Virgin Galactic flies its first private space tourists

Virgin Galactic sent its first privately funded adventurers — and its first space sweepstakes winners — past the 50-mile space boundary today.

The tourists on the suborbital space trip known as Galactic 02 included Keisha Schahaff, who won two tickets in an online contest organized by the Omaze charity sweepstakes platform and a nonprofit group called Space for Humanity in 2021. She and her daughter, Anastatia Mayers, became the first mother-and-daughter duo to share a spaceflight, and the first spacefliers from the Caribbean island nation of Antigua and Barbuda.

“I kind of feel like I was born in this life for this,” Schahaff, a wellness coach, told NBC’s “Today” show. Her daughter is a college student who aims to become an astrobiologist.

Work order 1
What is Keisha Schahaff's occupation, according to the Virgin Galactic article?
Work order 2
Carry on the Virgin Galactic article from its final sentence.
The listing that comes next is separate material unrelated to the Virgin Galactic article.

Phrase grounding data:
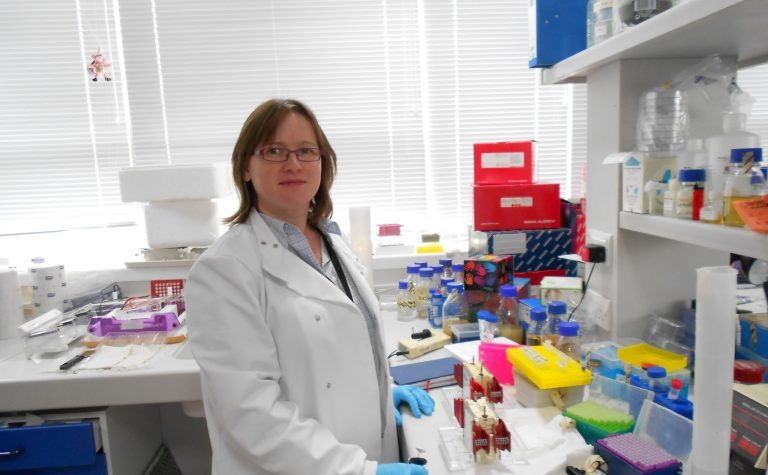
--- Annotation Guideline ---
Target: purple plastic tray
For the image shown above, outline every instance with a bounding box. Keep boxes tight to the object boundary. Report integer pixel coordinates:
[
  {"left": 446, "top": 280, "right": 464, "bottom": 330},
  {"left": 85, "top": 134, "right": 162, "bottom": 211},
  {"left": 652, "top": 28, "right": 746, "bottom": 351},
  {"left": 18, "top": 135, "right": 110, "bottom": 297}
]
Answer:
[{"left": 88, "top": 312, "right": 179, "bottom": 336}]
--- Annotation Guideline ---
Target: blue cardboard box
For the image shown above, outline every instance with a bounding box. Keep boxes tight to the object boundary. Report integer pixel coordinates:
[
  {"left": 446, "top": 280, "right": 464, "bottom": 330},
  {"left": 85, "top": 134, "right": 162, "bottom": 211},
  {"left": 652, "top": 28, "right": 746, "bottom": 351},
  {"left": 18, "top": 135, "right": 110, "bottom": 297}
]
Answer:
[{"left": 528, "top": 0, "right": 587, "bottom": 68}]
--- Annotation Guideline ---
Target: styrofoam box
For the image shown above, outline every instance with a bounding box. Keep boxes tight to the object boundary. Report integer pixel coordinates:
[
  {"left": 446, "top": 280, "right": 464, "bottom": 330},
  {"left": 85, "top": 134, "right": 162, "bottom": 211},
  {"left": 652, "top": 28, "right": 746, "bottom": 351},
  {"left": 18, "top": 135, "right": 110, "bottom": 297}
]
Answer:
[
  {"left": 119, "top": 163, "right": 232, "bottom": 202},
  {"left": 513, "top": 367, "right": 586, "bottom": 408},
  {"left": 142, "top": 200, "right": 219, "bottom": 249}
]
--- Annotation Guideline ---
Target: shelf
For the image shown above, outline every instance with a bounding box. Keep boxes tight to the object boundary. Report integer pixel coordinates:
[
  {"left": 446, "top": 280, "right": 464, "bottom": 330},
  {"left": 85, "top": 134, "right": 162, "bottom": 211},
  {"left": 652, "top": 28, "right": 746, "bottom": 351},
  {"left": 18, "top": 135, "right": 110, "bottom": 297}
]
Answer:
[
  {"left": 542, "top": 0, "right": 768, "bottom": 84},
  {"left": 619, "top": 212, "right": 768, "bottom": 260}
]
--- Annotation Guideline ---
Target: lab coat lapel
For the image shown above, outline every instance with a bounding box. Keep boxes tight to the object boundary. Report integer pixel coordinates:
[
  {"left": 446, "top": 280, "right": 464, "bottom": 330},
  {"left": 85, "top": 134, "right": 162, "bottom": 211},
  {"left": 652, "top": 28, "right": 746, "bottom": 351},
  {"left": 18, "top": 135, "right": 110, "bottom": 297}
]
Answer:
[{"left": 249, "top": 212, "right": 354, "bottom": 306}]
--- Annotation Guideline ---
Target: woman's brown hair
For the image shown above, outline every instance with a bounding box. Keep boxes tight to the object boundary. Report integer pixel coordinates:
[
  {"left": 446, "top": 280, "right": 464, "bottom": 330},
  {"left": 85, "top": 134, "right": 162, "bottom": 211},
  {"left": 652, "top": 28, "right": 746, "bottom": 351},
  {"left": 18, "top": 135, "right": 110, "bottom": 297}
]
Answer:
[{"left": 224, "top": 99, "right": 336, "bottom": 226}]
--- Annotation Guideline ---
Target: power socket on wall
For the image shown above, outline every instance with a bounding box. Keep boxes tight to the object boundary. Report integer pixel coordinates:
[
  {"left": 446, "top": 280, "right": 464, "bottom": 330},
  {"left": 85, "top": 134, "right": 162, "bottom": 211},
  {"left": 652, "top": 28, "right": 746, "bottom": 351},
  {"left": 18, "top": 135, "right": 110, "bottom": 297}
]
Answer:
[{"left": 587, "top": 228, "right": 613, "bottom": 267}]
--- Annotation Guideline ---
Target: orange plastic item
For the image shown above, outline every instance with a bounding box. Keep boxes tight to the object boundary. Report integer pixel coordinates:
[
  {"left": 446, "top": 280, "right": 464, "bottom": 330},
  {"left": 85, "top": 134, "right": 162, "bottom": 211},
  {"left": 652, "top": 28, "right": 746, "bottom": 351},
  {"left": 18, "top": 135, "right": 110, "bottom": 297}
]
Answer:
[{"left": 733, "top": 196, "right": 768, "bottom": 233}]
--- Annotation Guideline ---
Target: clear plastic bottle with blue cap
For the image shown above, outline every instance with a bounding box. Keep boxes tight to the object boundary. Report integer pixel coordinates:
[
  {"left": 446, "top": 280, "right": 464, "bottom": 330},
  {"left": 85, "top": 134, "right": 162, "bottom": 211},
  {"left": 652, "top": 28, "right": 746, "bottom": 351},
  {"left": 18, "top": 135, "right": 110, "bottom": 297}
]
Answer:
[
  {"left": 416, "top": 267, "right": 433, "bottom": 320},
  {"left": 397, "top": 280, "right": 416, "bottom": 322},
  {"left": 547, "top": 300, "right": 568, "bottom": 346},
  {"left": 477, "top": 310, "right": 499, "bottom": 342},
  {"left": 496, "top": 284, "right": 525, "bottom": 344},
  {"left": 443, "top": 282, "right": 468, "bottom": 336},
  {"left": 451, "top": 263, "right": 464, "bottom": 285},
  {"left": 429, "top": 289, "right": 445, "bottom": 328},
  {"left": 525, "top": 307, "right": 549, "bottom": 346},
  {"left": 555, "top": 321, "right": 581, "bottom": 361},
  {"left": 429, "top": 266, "right": 443, "bottom": 289},
  {"left": 437, "top": 259, "right": 453, "bottom": 279}
]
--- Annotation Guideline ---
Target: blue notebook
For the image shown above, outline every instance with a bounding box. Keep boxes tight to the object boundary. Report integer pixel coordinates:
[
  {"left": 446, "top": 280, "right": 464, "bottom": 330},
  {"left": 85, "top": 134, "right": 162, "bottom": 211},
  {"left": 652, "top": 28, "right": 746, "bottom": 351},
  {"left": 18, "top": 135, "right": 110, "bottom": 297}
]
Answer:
[{"left": 389, "top": 357, "right": 459, "bottom": 388}]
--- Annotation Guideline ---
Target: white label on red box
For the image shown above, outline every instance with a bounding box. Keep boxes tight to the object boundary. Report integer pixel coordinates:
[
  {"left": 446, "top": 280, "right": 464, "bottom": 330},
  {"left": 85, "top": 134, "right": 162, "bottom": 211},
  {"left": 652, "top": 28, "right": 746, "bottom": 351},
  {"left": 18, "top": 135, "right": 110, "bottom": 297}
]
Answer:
[
  {"left": 480, "top": 152, "right": 525, "bottom": 168},
  {"left": 501, "top": 196, "right": 533, "bottom": 208}
]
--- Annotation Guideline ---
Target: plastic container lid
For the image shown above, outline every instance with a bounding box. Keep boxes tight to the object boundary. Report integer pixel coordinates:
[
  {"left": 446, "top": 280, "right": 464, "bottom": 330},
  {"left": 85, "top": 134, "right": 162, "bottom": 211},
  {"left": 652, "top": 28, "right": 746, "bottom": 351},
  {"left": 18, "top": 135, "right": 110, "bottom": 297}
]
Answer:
[
  {"left": 648, "top": 366, "right": 667, "bottom": 378},
  {"left": 547, "top": 300, "right": 567, "bottom": 315},
  {"left": 733, "top": 360, "right": 765, "bottom": 384},
  {"left": 477, "top": 310, "right": 499, "bottom": 323},
  {"left": 499, "top": 284, "right": 517, "bottom": 298},
  {"left": 731, "top": 148, "right": 763, "bottom": 163},
  {"left": 448, "top": 282, "right": 464, "bottom": 294},
  {"left": 557, "top": 322, "right": 579, "bottom": 336},
  {"left": 530, "top": 307, "right": 547, "bottom": 322},
  {"left": 677, "top": 168, "right": 707, "bottom": 182}
]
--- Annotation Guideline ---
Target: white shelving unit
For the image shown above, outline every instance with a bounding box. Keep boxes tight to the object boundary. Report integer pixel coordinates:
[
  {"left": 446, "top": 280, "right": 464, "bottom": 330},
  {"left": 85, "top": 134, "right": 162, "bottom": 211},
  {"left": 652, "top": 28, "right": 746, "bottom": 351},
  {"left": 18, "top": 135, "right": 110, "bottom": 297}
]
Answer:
[{"left": 542, "top": 0, "right": 768, "bottom": 337}]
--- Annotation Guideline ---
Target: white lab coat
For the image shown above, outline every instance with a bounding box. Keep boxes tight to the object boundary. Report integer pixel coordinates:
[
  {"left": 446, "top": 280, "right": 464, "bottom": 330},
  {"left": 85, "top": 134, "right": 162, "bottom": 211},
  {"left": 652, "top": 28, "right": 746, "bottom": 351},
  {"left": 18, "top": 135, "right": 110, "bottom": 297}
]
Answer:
[{"left": 185, "top": 212, "right": 397, "bottom": 475}]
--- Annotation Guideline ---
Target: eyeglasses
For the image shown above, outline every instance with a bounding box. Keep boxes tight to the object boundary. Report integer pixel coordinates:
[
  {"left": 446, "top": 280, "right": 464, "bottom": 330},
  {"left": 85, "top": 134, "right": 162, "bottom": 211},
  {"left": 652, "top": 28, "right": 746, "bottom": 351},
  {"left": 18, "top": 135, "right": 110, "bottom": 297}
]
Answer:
[{"left": 256, "top": 147, "right": 322, "bottom": 162}]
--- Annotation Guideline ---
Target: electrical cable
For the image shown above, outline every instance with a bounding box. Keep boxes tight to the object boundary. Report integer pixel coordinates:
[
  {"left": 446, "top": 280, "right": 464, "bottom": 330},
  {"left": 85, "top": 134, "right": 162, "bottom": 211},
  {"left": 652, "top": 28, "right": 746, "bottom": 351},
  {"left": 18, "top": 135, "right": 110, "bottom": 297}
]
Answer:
[{"left": 568, "top": 262, "right": 596, "bottom": 322}]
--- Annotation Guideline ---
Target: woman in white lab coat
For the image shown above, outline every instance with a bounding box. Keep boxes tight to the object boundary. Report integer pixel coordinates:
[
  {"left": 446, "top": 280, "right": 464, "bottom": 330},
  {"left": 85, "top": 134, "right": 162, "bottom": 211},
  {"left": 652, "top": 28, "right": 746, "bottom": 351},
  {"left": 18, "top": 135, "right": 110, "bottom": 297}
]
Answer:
[{"left": 185, "top": 100, "right": 434, "bottom": 475}]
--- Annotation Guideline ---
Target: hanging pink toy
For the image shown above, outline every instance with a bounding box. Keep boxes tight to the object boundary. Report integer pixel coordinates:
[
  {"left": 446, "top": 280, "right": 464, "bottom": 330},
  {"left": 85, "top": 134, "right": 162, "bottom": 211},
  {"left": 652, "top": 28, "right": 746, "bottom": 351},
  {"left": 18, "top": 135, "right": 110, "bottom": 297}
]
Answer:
[{"left": 88, "top": 48, "right": 112, "bottom": 82}]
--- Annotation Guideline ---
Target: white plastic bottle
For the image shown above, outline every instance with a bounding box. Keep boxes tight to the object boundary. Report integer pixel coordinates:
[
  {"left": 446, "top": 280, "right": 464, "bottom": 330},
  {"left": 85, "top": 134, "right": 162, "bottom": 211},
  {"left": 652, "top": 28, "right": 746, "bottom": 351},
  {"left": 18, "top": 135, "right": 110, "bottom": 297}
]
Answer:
[{"left": 702, "top": 112, "right": 760, "bottom": 221}]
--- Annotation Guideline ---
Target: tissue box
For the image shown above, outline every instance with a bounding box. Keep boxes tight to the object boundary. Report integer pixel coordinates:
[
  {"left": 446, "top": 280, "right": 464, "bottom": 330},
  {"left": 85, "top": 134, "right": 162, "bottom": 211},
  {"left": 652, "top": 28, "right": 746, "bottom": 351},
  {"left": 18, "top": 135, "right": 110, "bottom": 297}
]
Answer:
[
  {"left": 464, "top": 254, "right": 515, "bottom": 292},
  {"left": 621, "top": 152, "right": 677, "bottom": 213},
  {"left": 528, "top": 0, "right": 587, "bottom": 68},
  {"left": 475, "top": 140, "right": 533, "bottom": 185},
  {"left": 474, "top": 183, "right": 561, "bottom": 231},
  {"left": 539, "top": 277, "right": 583, "bottom": 310}
]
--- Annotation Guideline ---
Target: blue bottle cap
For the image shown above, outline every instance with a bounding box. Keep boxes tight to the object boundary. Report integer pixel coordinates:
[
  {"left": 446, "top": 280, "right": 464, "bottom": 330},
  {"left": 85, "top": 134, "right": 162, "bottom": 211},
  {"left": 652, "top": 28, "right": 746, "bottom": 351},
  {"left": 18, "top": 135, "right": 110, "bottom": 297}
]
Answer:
[
  {"left": 499, "top": 284, "right": 517, "bottom": 298},
  {"left": 448, "top": 282, "right": 464, "bottom": 294},
  {"left": 648, "top": 366, "right": 667, "bottom": 378},
  {"left": 547, "top": 300, "right": 567, "bottom": 315},
  {"left": 731, "top": 148, "right": 763, "bottom": 163},
  {"left": 531, "top": 307, "right": 547, "bottom": 322},
  {"left": 477, "top": 310, "right": 499, "bottom": 323},
  {"left": 677, "top": 168, "right": 707, "bottom": 182},
  {"left": 557, "top": 321, "right": 579, "bottom": 336}
]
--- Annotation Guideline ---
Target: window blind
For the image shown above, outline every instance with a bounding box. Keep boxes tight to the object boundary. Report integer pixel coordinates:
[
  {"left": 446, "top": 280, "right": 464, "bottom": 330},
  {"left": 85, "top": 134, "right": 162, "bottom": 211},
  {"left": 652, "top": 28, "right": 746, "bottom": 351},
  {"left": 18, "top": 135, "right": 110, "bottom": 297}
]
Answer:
[{"left": 0, "top": 0, "right": 586, "bottom": 238}]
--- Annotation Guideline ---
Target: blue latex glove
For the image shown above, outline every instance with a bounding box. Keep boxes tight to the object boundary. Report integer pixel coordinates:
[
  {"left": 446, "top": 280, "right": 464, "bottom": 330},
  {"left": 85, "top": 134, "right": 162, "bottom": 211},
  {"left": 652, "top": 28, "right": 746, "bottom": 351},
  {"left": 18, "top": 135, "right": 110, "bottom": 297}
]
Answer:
[
  {"left": 376, "top": 463, "right": 429, "bottom": 475},
  {"left": 392, "top": 384, "right": 435, "bottom": 426}
]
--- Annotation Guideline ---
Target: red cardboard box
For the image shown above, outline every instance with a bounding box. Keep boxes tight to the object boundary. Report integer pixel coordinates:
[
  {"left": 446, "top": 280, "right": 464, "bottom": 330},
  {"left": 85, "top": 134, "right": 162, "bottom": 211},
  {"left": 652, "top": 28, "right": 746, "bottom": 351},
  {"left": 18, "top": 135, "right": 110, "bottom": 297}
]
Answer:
[
  {"left": 474, "top": 183, "right": 561, "bottom": 231},
  {"left": 475, "top": 141, "right": 533, "bottom": 185}
]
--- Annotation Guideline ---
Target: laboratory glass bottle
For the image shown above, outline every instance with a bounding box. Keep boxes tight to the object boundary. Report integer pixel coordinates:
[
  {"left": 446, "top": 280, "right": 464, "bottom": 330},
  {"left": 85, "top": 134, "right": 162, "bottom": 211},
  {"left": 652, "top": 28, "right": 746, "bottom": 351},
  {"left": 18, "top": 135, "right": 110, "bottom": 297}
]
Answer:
[
  {"left": 438, "top": 259, "right": 453, "bottom": 279},
  {"left": 525, "top": 307, "right": 549, "bottom": 346},
  {"left": 547, "top": 300, "right": 568, "bottom": 345},
  {"left": 496, "top": 284, "right": 525, "bottom": 344},
  {"left": 555, "top": 321, "right": 581, "bottom": 361},
  {"left": 477, "top": 310, "right": 499, "bottom": 342},
  {"left": 662, "top": 178, "right": 680, "bottom": 218},
  {"left": 443, "top": 282, "right": 468, "bottom": 336},
  {"left": 429, "top": 266, "right": 443, "bottom": 289},
  {"left": 702, "top": 112, "right": 760, "bottom": 217},
  {"left": 416, "top": 267, "right": 432, "bottom": 320},
  {"left": 723, "top": 148, "right": 762, "bottom": 227},
  {"left": 451, "top": 264, "right": 464, "bottom": 285},
  {"left": 675, "top": 168, "right": 707, "bottom": 221},
  {"left": 397, "top": 280, "right": 416, "bottom": 322}
]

Output 1
She is a wellness coach.

Output 2
Jon Goodwin — an 80-year-old British adventurer who competed as a canoeist in the 1972 Olympics — also broke barriers on today’s Galactic 02 flight. In 2005, he was one of the first customers to reserve a spot with Virgin Galactic, back when the price was $200,000. Then, almost a decade ago, he was diagnosed with Parkinson’s disease. Today he became only the second person with Parkinson’s to take a space trip. (The first was NASA shuttle astronaut Rich Clifford.)